● Passage for review:

⁂

Some success was achieved in controlling rabbit populations, but mustelids soon found that New Zealand’s endemic bird life was far easier to capture and kill. As Thomson stated in 1922 ‘Nothing in connection with the naturalisation of wild animals into New Zealand has caused so much heart-burning and controversy as the introduction of these bloodthirsty creatures’.
Hedgehogs were introduced to keep garden grubs under control, and to make the English feel at home, but they multiplied alarmingly and found the eggs of many ground nesting birds very palatable.
It was also suggested that stock trampling wetlands played a role in the decline. This theory is, however, not supported by Brown Teal behaviour on Great Barrier Island, where teal reside in areas where cattle and sheep graze right down to the waters edge, and where the teal spend most nights feeding in the same paddocks as the farm animals. Although most estuaries supporting Brown Teal on Great Barrier are protected from gazing animals on one side of their roost, usually by high banks and/or fences, and this feature is potentially an important one when it comes to protecting roost sites from farm stock.

⁂

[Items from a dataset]
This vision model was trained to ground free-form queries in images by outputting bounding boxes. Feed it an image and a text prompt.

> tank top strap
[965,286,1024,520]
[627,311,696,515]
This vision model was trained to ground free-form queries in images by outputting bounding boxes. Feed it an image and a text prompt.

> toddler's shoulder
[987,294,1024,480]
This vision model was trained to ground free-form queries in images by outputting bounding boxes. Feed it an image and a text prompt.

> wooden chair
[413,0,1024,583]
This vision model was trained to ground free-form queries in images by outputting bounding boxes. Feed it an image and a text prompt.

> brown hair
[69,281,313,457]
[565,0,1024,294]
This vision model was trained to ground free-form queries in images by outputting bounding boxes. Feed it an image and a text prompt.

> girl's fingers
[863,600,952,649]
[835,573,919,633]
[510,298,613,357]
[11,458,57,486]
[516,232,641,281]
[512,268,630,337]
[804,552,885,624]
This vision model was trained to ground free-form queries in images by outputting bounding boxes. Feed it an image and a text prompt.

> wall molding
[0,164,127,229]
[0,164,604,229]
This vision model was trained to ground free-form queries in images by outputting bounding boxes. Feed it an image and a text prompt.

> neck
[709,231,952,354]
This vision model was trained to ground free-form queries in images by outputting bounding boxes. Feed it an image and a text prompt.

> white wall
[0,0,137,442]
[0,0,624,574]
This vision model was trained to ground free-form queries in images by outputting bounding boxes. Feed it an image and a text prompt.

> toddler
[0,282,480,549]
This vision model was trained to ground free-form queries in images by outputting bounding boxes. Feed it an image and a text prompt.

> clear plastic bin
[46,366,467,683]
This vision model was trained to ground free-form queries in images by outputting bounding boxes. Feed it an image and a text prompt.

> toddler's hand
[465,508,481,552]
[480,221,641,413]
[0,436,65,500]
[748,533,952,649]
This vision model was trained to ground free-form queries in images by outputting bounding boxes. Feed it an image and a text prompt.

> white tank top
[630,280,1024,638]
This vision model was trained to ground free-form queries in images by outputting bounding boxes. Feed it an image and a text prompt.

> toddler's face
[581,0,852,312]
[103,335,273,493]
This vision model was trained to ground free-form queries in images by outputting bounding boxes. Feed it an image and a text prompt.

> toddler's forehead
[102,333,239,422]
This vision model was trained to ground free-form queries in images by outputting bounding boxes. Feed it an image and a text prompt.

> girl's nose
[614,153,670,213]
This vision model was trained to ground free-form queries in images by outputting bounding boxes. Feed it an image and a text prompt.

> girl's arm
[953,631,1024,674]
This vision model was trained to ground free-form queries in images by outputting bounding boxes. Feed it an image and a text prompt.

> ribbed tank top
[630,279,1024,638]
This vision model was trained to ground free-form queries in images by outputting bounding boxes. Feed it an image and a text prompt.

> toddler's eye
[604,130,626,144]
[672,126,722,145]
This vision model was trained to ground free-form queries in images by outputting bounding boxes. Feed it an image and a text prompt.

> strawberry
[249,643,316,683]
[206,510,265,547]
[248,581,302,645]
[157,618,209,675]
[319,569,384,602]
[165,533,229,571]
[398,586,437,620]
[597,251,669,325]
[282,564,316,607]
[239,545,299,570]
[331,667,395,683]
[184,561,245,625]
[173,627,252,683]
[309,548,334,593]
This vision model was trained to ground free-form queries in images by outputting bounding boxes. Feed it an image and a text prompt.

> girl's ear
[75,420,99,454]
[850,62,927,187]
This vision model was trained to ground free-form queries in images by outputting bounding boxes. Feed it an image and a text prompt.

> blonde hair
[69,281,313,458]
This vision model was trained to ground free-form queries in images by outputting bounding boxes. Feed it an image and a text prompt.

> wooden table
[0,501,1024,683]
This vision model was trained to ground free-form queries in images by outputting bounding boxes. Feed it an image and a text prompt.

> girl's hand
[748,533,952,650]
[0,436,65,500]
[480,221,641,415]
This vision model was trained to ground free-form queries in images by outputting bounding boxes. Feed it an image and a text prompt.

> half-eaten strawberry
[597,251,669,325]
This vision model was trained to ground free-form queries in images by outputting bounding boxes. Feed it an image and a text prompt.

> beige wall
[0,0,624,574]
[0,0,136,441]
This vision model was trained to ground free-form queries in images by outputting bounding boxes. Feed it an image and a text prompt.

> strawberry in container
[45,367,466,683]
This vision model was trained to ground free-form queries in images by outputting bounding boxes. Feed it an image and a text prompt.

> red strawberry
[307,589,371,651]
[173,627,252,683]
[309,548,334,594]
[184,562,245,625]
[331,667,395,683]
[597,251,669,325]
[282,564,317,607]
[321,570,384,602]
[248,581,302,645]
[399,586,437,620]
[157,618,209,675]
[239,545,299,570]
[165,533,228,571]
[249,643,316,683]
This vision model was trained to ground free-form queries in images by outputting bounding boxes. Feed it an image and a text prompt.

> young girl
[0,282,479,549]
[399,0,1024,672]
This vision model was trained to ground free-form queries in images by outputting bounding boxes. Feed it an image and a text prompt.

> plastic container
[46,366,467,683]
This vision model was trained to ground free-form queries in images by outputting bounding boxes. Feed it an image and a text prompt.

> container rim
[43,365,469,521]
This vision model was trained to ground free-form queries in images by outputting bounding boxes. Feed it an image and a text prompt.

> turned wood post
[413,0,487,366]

⁂

● Task item:
Retype the passage on introduced predators and Brown Teal word for word, starting with "Hedgehogs were introduced" and going on through "from farm stock.". These rows have no connection to the passage on introduced predators and Brown Teal.

● Answer below:
Hedgehogs were introduced to keep garden grubs under control, and to make the English feel at home, but they multiplied alarmingly and found the eggs of many ground nesting birds very palatable.
It was also suggested that stock trampling wetlands played a role in the decline. This theory is, however, not supported by Brown Teal behaviour on Great Barrier Island, where teal reside in areas where cattle and sheep graze right down to the waters edge, and where the teal spend most nights feeding in the same paddocks as the farm animals. Although most estuaries supporting Brown Teal on Great Barrier are protected from gazing animals on one side of their roost, usually by high banks and/or fences, and this feature is potentially an important one when it comes to protecting roost sites from farm stock.